Task to complete » Copying rule for the data below: take the line containing "Where can the beetle pronotum" and every line after it to the end, exactly, and drop all pictures.

(Records from a data source)
■ ■ ■ ■ ■ ■ ■

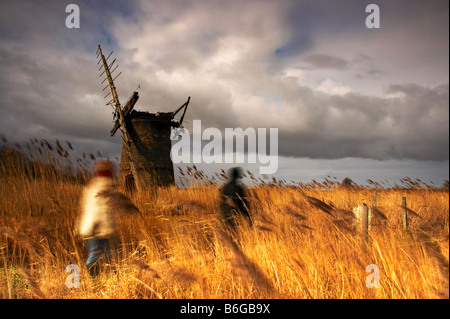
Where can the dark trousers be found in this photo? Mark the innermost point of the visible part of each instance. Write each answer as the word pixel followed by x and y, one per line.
pixel 97 248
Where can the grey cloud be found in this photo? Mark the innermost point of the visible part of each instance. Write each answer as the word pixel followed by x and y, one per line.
pixel 323 61
pixel 55 91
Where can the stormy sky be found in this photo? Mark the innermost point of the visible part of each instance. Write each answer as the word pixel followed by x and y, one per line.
pixel 347 100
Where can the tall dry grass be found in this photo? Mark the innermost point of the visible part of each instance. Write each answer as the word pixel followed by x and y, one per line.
pixel 303 244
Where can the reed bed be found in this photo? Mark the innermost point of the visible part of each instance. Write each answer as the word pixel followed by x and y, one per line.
pixel 303 245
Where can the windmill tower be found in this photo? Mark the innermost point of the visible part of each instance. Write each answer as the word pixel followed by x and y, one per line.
pixel 145 158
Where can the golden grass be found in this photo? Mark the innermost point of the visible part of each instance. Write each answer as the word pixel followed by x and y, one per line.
pixel 303 244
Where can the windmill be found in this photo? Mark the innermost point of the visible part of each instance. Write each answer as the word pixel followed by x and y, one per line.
pixel 146 142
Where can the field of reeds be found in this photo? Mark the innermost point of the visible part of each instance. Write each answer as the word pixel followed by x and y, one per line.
pixel 303 245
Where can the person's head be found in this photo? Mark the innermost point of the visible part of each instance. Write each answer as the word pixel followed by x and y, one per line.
pixel 103 169
pixel 235 173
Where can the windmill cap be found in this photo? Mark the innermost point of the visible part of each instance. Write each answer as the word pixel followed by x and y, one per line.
pixel 103 168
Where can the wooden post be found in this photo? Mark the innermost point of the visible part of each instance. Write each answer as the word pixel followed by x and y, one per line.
pixel 362 219
pixel 372 209
pixel 404 214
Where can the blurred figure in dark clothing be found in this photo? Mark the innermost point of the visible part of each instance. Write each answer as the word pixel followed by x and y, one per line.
pixel 233 202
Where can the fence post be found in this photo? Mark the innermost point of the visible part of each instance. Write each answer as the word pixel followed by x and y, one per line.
pixel 404 214
pixel 362 218
pixel 372 209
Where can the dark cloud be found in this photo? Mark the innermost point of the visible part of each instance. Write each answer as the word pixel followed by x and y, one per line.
pixel 244 64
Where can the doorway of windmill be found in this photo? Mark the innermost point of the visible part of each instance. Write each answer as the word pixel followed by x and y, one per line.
pixel 129 183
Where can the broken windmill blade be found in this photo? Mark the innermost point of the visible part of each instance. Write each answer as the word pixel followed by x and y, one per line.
pixel 180 122
pixel 115 100
pixel 146 138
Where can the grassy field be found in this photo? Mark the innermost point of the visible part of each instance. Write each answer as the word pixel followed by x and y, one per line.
pixel 303 244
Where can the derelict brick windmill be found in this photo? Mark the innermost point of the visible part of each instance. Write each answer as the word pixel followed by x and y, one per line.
pixel 146 142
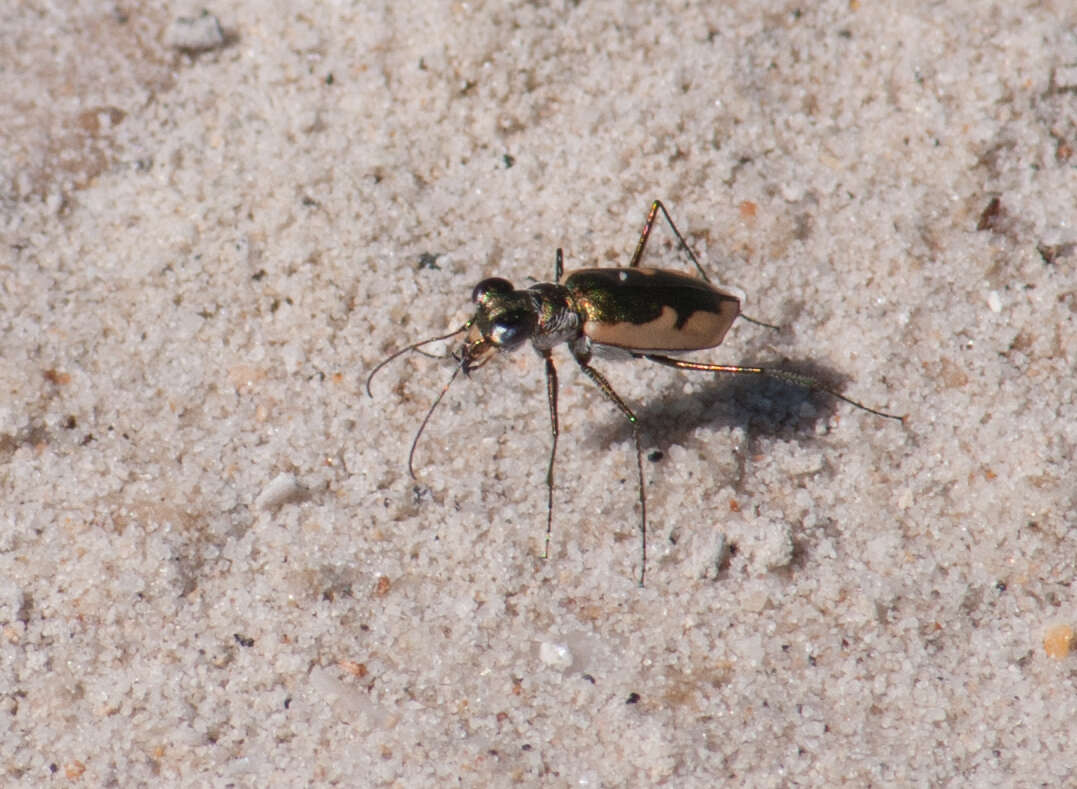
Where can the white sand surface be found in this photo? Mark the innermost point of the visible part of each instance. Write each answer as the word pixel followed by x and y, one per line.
pixel 214 568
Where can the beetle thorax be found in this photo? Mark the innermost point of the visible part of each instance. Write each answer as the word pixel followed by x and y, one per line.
pixel 559 318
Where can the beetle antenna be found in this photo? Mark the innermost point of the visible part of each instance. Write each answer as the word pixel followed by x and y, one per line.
pixel 430 412
pixel 413 347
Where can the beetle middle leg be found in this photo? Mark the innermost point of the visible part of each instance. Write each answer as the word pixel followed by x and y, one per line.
pixel 551 398
pixel 611 395
pixel 645 235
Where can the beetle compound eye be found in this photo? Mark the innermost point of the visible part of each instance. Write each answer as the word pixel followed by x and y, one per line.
pixel 492 286
pixel 512 328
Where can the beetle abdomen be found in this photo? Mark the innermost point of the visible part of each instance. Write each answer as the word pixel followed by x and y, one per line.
pixel 649 309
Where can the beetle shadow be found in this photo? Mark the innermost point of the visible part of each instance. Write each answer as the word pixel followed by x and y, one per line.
pixel 765 408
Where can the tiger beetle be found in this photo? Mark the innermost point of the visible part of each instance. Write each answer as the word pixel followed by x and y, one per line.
pixel 646 312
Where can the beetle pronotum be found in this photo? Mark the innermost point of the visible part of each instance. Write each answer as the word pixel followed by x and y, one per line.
pixel 645 311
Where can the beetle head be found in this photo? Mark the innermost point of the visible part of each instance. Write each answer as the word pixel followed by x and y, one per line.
pixel 504 319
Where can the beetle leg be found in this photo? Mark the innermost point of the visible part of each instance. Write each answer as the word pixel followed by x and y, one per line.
pixel 645 234
pixel 551 398
pixel 779 375
pixel 603 384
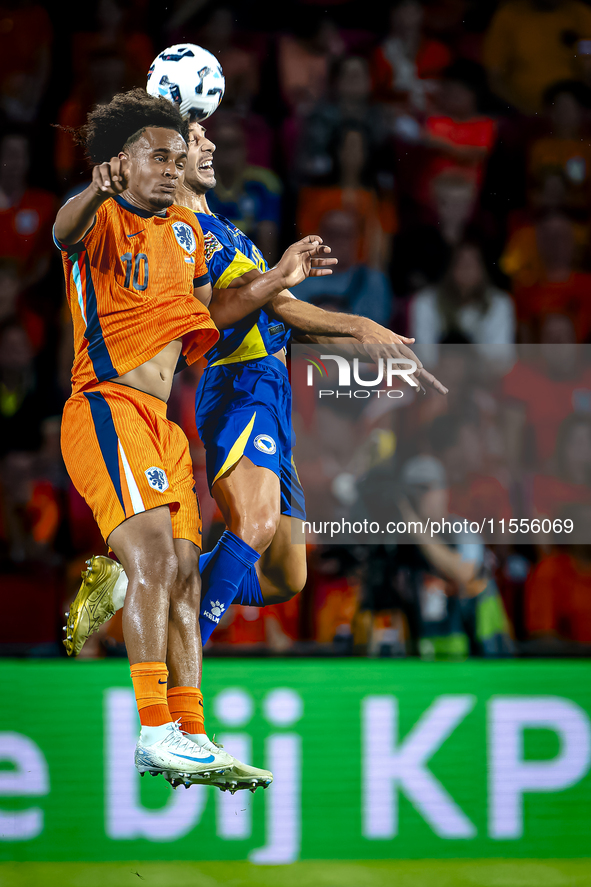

■ ■ ■ ■ ■ ■ ■

Answer below »
Where can the beetle pronotum be found in this photo? Mark the innermost point of the visible part of each instance. Write each answer as the word pixel followed by x and y, one per line.
pixel 645 311
Where can the beetle head be found in this photo? Mark the innermost point of the visible part of each instance. Write each answer as the word pixel followed by x and y, one per line.
pixel 504 319
Where can the beetle leg be found in this photo? Mark the innermost point of the visible part of each instance. Write each answer as the word pixel followed by x and y, one per line.
pixel 645 234
pixel 551 398
pixel 779 375
pixel 603 384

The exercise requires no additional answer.